**Exercise objective:** Please copy out each line of the listing that contains the word "steel".

**Source data:**
_ _ _ _ _ _ _

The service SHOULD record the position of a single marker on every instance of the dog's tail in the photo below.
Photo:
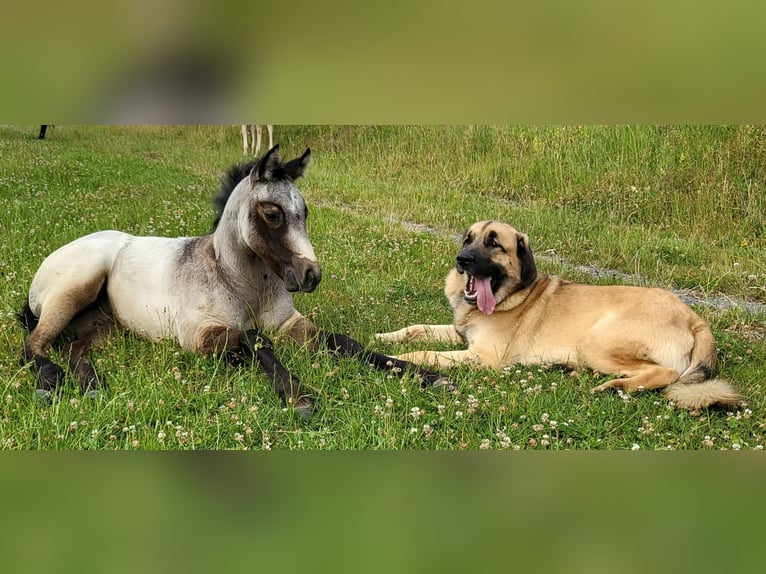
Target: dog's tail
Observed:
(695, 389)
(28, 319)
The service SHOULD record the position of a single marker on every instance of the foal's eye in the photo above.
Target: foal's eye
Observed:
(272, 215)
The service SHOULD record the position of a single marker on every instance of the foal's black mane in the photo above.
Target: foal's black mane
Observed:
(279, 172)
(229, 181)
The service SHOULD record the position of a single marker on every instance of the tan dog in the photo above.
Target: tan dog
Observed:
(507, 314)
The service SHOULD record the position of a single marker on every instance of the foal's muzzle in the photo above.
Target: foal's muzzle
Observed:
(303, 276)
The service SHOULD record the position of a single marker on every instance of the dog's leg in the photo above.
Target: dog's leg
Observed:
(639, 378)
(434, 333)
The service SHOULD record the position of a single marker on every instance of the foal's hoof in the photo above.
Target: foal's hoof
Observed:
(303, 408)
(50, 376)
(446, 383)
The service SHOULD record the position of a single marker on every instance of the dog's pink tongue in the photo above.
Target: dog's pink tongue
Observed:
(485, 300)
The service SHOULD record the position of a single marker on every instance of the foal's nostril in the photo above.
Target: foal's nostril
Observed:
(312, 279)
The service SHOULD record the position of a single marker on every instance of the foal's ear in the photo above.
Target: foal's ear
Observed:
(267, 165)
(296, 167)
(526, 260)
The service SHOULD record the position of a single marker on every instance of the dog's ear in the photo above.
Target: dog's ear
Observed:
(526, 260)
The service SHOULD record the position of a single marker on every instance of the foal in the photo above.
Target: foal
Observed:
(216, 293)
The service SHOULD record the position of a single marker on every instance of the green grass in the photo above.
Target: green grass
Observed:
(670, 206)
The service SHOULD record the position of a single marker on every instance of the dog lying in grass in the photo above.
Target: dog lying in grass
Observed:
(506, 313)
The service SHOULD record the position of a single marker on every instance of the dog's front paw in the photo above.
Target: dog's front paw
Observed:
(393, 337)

_ _ _ _ _ _ _

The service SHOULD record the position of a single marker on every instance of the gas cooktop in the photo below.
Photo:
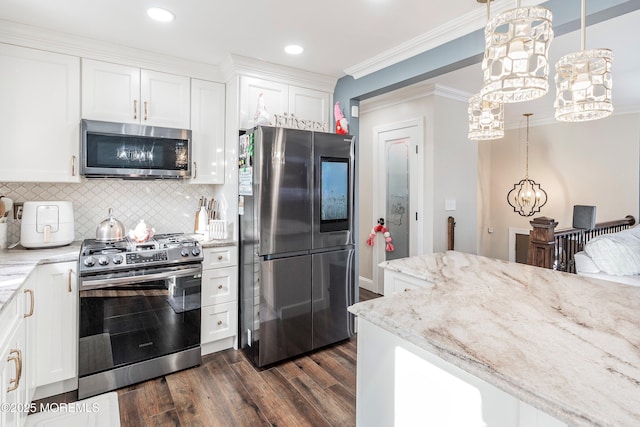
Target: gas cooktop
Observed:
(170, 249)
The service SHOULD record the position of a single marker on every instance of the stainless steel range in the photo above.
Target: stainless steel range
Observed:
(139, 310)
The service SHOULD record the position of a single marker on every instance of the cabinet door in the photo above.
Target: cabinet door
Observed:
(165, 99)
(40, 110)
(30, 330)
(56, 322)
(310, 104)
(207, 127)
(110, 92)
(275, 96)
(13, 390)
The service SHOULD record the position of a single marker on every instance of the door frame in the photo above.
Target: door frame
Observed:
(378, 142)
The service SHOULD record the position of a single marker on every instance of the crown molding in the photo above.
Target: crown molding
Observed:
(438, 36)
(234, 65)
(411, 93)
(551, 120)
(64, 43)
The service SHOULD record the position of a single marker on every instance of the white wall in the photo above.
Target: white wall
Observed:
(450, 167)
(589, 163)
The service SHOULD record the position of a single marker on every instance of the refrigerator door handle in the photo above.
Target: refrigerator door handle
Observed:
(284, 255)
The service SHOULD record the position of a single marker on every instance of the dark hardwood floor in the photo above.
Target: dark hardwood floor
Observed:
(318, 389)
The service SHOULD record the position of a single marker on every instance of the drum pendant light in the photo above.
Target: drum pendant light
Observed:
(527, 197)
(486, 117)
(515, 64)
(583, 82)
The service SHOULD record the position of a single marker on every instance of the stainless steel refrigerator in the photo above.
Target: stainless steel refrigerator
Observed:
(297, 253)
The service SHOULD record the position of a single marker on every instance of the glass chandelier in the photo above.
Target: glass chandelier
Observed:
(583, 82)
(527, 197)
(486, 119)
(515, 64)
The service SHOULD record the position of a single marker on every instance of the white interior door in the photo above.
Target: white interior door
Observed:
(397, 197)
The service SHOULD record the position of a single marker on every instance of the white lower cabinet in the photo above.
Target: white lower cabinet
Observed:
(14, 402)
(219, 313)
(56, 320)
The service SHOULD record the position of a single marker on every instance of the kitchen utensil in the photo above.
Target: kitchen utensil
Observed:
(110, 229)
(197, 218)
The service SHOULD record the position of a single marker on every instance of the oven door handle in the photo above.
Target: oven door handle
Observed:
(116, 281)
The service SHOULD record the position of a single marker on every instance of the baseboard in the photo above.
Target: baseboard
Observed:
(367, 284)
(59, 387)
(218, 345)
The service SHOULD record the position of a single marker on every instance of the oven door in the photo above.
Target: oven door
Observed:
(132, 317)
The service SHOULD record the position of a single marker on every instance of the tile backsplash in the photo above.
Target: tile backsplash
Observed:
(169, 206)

_ _ _ _ _ _ _

**Answer to this problem:**
The service SHOULD record the position of a single marker on every instance of the stainless steel range in the photo above.
Target: stainless steel range
The service SHOULD record the position of a single marker on every instance of the stainless steel refrigerator in the photo above.
Target: stainless steel refrigerator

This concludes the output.